**Listed records**
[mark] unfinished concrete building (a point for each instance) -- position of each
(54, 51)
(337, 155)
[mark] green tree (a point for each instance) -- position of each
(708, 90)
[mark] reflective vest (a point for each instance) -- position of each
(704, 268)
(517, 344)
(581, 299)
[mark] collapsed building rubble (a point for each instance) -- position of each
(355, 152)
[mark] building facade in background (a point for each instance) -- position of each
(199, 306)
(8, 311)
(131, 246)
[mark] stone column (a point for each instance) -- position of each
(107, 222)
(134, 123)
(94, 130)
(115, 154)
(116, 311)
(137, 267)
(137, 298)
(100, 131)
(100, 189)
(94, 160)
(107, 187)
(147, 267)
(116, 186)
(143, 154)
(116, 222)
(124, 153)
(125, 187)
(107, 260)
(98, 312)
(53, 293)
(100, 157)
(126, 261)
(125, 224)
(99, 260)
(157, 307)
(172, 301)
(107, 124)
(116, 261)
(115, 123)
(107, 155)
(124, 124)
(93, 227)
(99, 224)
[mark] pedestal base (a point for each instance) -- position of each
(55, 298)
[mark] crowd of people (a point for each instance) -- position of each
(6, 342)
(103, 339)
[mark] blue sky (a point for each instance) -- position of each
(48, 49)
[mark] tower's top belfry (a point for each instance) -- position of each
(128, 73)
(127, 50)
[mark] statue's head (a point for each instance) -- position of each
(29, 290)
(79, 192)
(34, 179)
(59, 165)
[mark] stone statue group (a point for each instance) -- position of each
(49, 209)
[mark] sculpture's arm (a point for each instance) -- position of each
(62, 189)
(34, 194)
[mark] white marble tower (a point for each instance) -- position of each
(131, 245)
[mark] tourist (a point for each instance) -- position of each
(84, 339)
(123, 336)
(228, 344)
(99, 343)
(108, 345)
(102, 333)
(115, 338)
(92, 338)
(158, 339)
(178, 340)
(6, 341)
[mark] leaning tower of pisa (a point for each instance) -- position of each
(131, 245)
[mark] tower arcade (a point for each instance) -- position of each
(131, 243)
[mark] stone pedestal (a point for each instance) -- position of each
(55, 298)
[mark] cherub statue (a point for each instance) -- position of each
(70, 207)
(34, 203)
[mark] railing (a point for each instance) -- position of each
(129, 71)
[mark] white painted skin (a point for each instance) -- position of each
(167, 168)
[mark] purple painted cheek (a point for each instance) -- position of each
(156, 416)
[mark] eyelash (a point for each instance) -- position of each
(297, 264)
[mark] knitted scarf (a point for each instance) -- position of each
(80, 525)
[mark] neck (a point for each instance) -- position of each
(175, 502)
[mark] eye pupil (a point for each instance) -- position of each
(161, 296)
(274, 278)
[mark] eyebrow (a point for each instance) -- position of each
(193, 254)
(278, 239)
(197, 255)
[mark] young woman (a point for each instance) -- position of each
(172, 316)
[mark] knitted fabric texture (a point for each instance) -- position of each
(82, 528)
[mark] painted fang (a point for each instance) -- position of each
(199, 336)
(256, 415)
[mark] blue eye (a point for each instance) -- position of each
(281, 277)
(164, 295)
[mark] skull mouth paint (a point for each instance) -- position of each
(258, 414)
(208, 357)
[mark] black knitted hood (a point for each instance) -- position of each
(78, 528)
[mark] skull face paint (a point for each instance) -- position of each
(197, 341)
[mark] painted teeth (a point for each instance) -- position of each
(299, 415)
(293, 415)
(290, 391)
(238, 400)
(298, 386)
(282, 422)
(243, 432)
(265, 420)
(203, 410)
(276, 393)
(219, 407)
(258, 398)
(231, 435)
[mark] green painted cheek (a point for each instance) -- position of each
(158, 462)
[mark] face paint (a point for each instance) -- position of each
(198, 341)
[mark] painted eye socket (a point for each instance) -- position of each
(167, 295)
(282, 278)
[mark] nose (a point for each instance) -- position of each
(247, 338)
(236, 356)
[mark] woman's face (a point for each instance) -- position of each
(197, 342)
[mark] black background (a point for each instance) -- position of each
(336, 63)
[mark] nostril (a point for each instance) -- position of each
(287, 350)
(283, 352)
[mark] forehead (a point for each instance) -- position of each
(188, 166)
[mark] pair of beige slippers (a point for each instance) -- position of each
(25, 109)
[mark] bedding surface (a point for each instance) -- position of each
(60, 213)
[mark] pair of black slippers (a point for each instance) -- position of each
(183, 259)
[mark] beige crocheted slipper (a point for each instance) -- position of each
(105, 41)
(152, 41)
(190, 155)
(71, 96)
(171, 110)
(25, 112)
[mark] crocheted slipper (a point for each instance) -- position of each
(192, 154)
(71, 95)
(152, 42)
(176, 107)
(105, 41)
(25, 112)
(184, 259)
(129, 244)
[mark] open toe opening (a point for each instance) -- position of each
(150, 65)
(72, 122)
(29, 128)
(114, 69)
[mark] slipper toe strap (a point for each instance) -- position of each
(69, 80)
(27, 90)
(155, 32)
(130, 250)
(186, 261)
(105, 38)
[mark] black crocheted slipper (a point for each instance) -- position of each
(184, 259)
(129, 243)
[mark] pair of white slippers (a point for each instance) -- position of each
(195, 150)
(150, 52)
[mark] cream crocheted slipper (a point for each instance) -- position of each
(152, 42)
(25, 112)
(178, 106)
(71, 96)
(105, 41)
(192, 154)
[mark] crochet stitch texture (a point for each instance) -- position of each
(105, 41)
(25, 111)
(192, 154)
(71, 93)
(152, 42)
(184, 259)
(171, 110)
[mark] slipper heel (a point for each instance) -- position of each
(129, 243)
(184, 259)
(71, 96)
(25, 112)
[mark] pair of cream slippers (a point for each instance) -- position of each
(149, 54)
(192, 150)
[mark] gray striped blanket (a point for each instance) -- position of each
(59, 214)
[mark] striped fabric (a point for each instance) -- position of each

**Assigned task**
Without altering a single character, write out every record above.

**Response box**
[mark] unfinished concrete building (a point for each instance) -- position of each
(54, 51)
(337, 155)
[mark] green tree (a point for each instance) -- position of each
(708, 90)
[mark] reflective vest (a point for each instance) -- position of each
(704, 268)
(517, 344)
(581, 299)
[mark] collapsed building rubble (a point for each instance) -- position of each
(355, 152)
[mark] building facade in background (a point for each instance) -- position of each
(199, 306)
(8, 311)
(131, 246)
[mark] stone column (a point for each instance) -- position of each
(107, 222)
(134, 123)
(94, 130)
(115, 154)
(116, 311)
(137, 267)
(137, 298)
(100, 131)
(100, 189)
(94, 160)
(107, 187)
(147, 267)
(116, 186)
(143, 154)
(116, 222)
(124, 153)
(125, 187)
(107, 260)
(98, 312)
(53, 293)
(100, 157)
(126, 261)
(125, 224)
(99, 260)
(157, 307)
(172, 301)
(107, 124)
(116, 261)
(115, 123)
(107, 155)
(124, 124)
(93, 227)
(99, 224)
[mark] pedestal base (a point for each instance) -- position of each
(55, 298)
[mark] crowd of people (a point for each instance) -- position of each
(6, 342)
(103, 339)
[mark] blue sky (a point for each instance) -- position of each
(48, 49)
[mark] tower's top belfry (a point for each instance) -- position of each
(128, 73)
(127, 50)
[mark] statue's head (a point for each instance) -- position of each
(29, 290)
(79, 192)
(34, 179)
(59, 165)
[mark] stone statue group (a point for each instance) -- position of each
(49, 209)
[mark] sculpture's arm (a point for each instance) -- position of each
(62, 189)
(34, 194)
[mark] white marble tower (a point for each instance) -- position of each
(131, 245)
[mark] tourist (a point for each instance) -- position of each
(84, 339)
(123, 336)
(228, 344)
(99, 343)
(108, 345)
(102, 333)
(115, 338)
(92, 338)
(158, 339)
(178, 340)
(6, 341)
[mark] leaning tower of pisa (a point for each instance) -- position of each
(131, 245)
[mark] tower arcade (a point for each instance) -- position of each
(131, 243)
[mark] stone pedestal (a point for each instance) -- position of each
(55, 298)
[mark] cherub statue (a point for each instance) -- position of each
(70, 207)
(34, 203)
[mark] railing (a point for each instance) -- position of each
(129, 71)
[mark] white painted skin (a point for each instance) -- position of each
(167, 168)
[mark] purple painted cheek (a point for each instance) -- position of each
(156, 416)
[mark] eyelash (a point for each instance) -- position of each
(297, 264)
[mark] knitted scarf (a point for each instance) -- position of each
(80, 525)
[mark] neck (a point for each instance) -- position of each
(175, 502)
[mark] eye pupil (a point for each instance) -- position of each
(161, 296)
(274, 278)
[mark] eyebrow (a point for each instance) -- position of each
(193, 254)
(278, 239)
(197, 255)
[mark] young woman (a point for each instance) -- position of each
(172, 316)
[mark] knitted fabric texture (a point for each instance) -- position of each
(82, 528)
[mark] painted fang (a point for each instance) -- position of each
(199, 336)
(256, 415)
[mark] blue eye (a point for each instance) -- position of each
(281, 277)
(164, 295)
[mark] skull mouth paint (a point for each instance) -- position of each
(258, 414)
(208, 357)
[mark] black knitted hood (a point for each instance) -- position of each
(78, 528)
[mark] skull face paint (a point for each instance) -- position of each
(197, 341)
[mark] painted teeth (a point for each instance) -- position of each
(299, 415)
(293, 415)
(290, 391)
(238, 400)
(298, 386)
(282, 422)
(243, 432)
(265, 420)
(203, 410)
(276, 393)
(219, 407)
(258, 398)
(231, 435)
[mark] green painted cheek (a point for each instance) -- position of each
(158, 462)
[mark] face paint (a point for each instance) -- position of each
(198, 341)
[mark] painted eye socket (a point for each instance) -- position of each
(167, 295)
(282, 278)
[mark] nose (a point for each instance) -- position of each
(247, 338)
(236, 356)
[mark] woman's face (a point for each instance) -- position of each
(197, 342)
[mark] black background (a point for each instance) -- position of each
(336, 63)
[mark] nostril (a point for each instance) -- position of each
(287, 350)
(283, 352)
[mark] forehead (a point for each instance) -- position of each
(188, 166)
[mark] pair of beige slippers (a point for each instance) -- position of each
(25, 109)
[mark] bedding surface (a point for each instance) -- position of each
(60, 213)
[mark] pair of black slippers (a point for each instance) -- position of each
(183, 259)
[mark] beige crocheted slipper (a point for each instance) -- position of each
(105, 41)
(152, 41)
(190, 155)
(71, 96)
(171, 110)
(25, 112)
[mark] crocheted slipper (a point for each instance) -- position of each
(192, 154)
(71, 95)
(152, 42)
(176, 107)
(105, 41)
(25, 112)
(184, 259)
(129, 244)
[mark] open toe opening (a point for each instance) -- position of each
(150, 65)
(72, 122)
(29, 128)
(114, 69)
[mark] slipper toe strap (a point for each instance) -- position of each
(69, 80)
(27, 90)
(155, 32)
(130, 250)
(186, 261)
(105, 38)
[mark] black crocheted slipper (a point for each instance) -- position of each
(184, 259)
(129, 243)
[mark] pair of white slippers (a point for each instance) -- position of each
(195, 150)
(150, 52)
[mark] cream crocheted slipper (a point for each instance) -- position of each
(152, 42)
(25, 112)
(178, 106)
(71, 96)
(105, 41)
(192, 154)
[mark] crochet stitch texture (a point for each instance) -- position of each
(105, 41)
(25, 111)
(192, 154)
(71, 93)
(152, 42)
(184, 259)
(171, 110)
[mark] slipper heel (a point for each instance) -- position of each
(129, 243)
(184, 259)
(71, 96)
(25, 112)
[mark] pair of cream slippers (a point for each instance) -- position of each
(149, 54)
(192, 150)
[mark] gray striped blanket (a point for each instance) -- position of each
(59, 214)
[mark] striped fabric (a point for each instance) -- position of each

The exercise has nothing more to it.